SET PROBLEM
Every entry here needs to be repeated exactly.

----------

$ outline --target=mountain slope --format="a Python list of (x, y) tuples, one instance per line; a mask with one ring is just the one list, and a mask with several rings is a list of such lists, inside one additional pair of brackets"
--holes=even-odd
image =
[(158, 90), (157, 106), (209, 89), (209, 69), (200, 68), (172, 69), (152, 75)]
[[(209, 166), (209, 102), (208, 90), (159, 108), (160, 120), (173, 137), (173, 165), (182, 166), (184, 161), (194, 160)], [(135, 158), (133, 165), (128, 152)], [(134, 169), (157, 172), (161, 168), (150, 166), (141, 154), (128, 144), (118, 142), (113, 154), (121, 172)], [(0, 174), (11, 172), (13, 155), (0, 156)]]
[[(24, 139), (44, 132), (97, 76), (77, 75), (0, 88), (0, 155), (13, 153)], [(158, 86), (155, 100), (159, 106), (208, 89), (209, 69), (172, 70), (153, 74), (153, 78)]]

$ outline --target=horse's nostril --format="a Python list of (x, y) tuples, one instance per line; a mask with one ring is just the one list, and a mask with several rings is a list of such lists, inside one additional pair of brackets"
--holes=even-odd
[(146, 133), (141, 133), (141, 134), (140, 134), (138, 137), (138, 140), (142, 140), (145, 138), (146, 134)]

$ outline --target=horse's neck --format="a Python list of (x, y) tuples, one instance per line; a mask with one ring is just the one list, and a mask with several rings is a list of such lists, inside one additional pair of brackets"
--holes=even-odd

----------

OUTPUT BELOW
$ outline --target=mountain slope --format="a Python list of (x, y) tuples, one instance per line; a mask with one ring is just the one list, and a mask with several rings is a list of such lists, inside one additional pair of brackets"
--holes=even-odd
image =
[(158, 90), (157, 106), (209, 89), (209, 69), (200, 68), (172, 69), (152, 75)]
[[(209, 166), (209, 102), (208, 90), (159, 108), (160, 120), (173, 137), (173, 165), (182, 166), (184, 161), (194, 160)], [(135, 158), (133, 165), (128, 152)], [(134, 169), (157, 172), (161, 168), (150, 166), (141, 154), (128, 144), (118, 142), (113, 154), (121, 172)], [(0, 174), (11, 172), (13, 155), (0, 156)]]
[[(24, 139), (44, 132), (97, 76), (77, 75), (0, 88), (0, 155), (13, 153)], [(158, 86), (155, 100), (159, 106), (208, 89), (209, 69), (172, 70), (153, 74), (153, 78)]]

$ outline --target=horse's nostril --format="a Python list of (x, y) tuples, one instance per line; a mask with one ring is just the one list, and a mask with several rings is a list of such lists, inside one additional pair of brackets"
--holes=even-odd
[(146, 133), (141, 133), (141, 134), (140, 134), (138, 137), (138, 140), (142, 140), (145, 138), (146, 134)]

$ outline --target=horse's neck --format="a Python list of (x, y) tuples, one instance per line; a mask with one ring is just the one list, and a mask with several rings is a list of such lists, inside one additional pair of brackets"
--holes=even-odd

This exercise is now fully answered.